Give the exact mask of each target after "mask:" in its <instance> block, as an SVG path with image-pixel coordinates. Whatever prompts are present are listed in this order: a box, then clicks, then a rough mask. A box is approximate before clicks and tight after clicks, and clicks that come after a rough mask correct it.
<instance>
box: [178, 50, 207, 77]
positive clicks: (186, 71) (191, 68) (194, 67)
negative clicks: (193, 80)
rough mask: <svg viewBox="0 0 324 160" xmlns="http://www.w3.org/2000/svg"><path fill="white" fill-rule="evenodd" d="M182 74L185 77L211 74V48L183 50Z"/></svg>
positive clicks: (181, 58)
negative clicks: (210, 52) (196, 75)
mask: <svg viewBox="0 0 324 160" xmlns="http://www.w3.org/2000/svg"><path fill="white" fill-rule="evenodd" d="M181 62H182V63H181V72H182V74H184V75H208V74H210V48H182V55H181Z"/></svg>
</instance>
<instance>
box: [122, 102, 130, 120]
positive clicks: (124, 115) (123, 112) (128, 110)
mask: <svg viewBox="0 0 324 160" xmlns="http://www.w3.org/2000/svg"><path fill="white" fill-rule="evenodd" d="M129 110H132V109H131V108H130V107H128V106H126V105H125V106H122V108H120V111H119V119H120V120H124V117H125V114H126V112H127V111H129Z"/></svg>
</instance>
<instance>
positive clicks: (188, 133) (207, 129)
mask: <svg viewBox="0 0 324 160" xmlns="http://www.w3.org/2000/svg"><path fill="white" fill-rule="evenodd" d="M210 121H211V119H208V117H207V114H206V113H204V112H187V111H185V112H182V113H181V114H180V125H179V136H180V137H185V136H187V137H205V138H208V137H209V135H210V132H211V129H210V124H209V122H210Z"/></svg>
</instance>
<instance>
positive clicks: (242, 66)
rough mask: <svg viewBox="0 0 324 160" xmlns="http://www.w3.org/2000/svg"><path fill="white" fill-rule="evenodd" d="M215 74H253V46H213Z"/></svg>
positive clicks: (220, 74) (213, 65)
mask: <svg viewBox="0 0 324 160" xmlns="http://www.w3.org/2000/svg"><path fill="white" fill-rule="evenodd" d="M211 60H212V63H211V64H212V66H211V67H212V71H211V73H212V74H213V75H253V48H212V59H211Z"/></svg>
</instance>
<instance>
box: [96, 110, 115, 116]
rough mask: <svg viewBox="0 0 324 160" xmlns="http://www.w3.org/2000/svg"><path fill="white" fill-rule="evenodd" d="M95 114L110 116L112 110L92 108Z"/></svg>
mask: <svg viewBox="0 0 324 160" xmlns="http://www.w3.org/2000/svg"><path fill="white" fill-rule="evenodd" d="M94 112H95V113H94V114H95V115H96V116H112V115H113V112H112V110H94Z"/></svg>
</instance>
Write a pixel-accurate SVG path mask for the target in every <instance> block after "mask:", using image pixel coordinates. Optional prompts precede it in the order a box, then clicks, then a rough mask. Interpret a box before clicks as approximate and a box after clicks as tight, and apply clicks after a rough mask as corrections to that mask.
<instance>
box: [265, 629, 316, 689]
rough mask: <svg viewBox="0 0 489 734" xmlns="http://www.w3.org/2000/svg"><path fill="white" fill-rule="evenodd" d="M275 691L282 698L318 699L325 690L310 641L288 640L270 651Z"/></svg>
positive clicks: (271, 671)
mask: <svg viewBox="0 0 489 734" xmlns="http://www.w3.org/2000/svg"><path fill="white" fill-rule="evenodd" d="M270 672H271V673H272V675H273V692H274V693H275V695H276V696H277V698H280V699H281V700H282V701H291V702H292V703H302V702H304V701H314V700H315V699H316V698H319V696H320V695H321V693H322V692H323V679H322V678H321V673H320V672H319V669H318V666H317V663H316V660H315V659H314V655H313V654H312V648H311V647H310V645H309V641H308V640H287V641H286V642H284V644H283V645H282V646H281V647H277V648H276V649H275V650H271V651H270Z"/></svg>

● What needs to be done: An exact transcription of all the records is required.

● Result for this task:
Give the exact mask of each target after "mask:" in its <instance> block, as an SVG path with image-pixel coordinates. Whatever prompts are present are listed in this order: a box, then clicks, then a rough mask. A box is approximate before clicks and tight after clicks, and clicks that come after a rough mask correct it.
<instance>
box: [178, 50, 207, 77]
positive clicks: (186, 71) (191, 68) (194, 67)
negative clicks: (193, 80)
rough mask: <svg viewBox="0 0 324 160" xmlns="http://www.w3.org/2000/svg"><path fill="white" fill-rule="evenodd" d="M182 74L185 77L211 74V48L183 50Z"/></svg>
positive clicks: (181, 58)
negative clicks: (210, 52) (196, 75)
mask: <svg viewBox="0 0 324 160" xmlns="http://www.w3.org/2000/svg"><path fill="white" fill-rule="evenodd" d="M181 62H182V63H181V72H182V74H184V75H208V74H210V48H182V55H181Z"/></svg>
</instance>
<instance>
box: [122, 102, 130, 120]
positive clicks: (124, 115) (123, 112) (128, 110)
mask: <svg viewBox="0 0 324 160" xmlns="http://www.w3.org/2000/svg"><path fill="white" fill-rule="evenodd" d="M129 110H132V109H131V108H130V107H128V106H126V105H125V106H122V108H120V111H119V119H120V120H124V117H125V114H126V112H127V111H129Z"/></svg>
</instance>
<instance>
positive clicks: (188, 133) (207, 129)
mask: <svg viewBox="0 0 324 160" xmlns="http://www.w3.org/2000/svg"><path fill="white" fill-rule="evenodd" d="M210 121H211V119H208V117H207V114H206V113H204V112H187V111H185V112H182V113H181V114H180V125H179V136H180V137H185V136H187V137H205V138H208V137H209V135H210V132H211V129H210V124H209V122H210Z"/></svg>
</instance>
<instance>
positive clicks: (242, 66)
rough mask: <svg viewBox="0 0 324 160" xmlns="http://www.w3.org/2000/svg"><path fill="white" fill-rule="evenodd" d="M215 74H253V46H213Z"/></svg>
positive clicks: (220, 74) (213, 65)
mask: <svg viewBox="0 0 324 160" xmlns="http://www.w3.org/2000/svg"><path fill="white" fill-rule="evenodd" d="M211 60H212V63H211V64H212V66H211V67H212V71H211V73H212V74H213V75H253V48H212V59H211Z"/></svg>
</instance>
<instance>
box: [96, 110, 115, 116]
rough mask: <svg viewBox="0 0 324 160" xmlns="http://www.w3.org/2000/svg"><path fill="white" fill-rule="evenodd" d="M95 114L110 116L112 110L92 108Z"/></svg>
mask: <svg viewBox="0 0 324 160" xmlns="http://www.w3.org/2000/svg"><path fill="white" fill-rule="evenodd" d="M94 112H95V113H94V114H95V115H96V116H112V115H113V112H112V110H94Z"/></svg>
</instance>
Write a pixel-accurate SVG path mask for the target in every <instance> block after "mask:", using image pixel coordinates. Optional prompts precede it in the order a box, then clicks, then a rough mask. Interpret a box before clicks as approximate and a box after clicks as tight, and apply clicks after a rough mask as corrections to that mask.
<instance>
box: [265, 629, 316, 689]
rough mask: <svg viewBox="0 0 489 734" xmlns="http://www.w3.org/2000/svg"><path fill="white" fill-rule="evenodd" d="M275 691L282 698L318 699L325 690L310 641L288 640L270 651Z"/></svg>
positive clicks: (271, 671)
mask: <svg viewBox="0 0 489 734" xmlns="http://www.w3.org/2000/svg"><path fill="white" fill-rule="evenodd" d="M270 672H271V673H272V675H273V692H274V693H275V695H276V696H277V698H280V699H281V700H282V701H291V702H292V703H302V702H304V701H314V700H315V699H316V698H319V696H320V695H321V693H322V692H323V679H322V678H321V673H320V672H319V669H318V666H317V663H316V660H315V659H314V655H313V654H312V648H311V647H310V645H309V641H308V640H287V641H286V642H284V644H283V645H282V646H281V647H277V648H276V649H275V650H271V651H270Z"/></svg>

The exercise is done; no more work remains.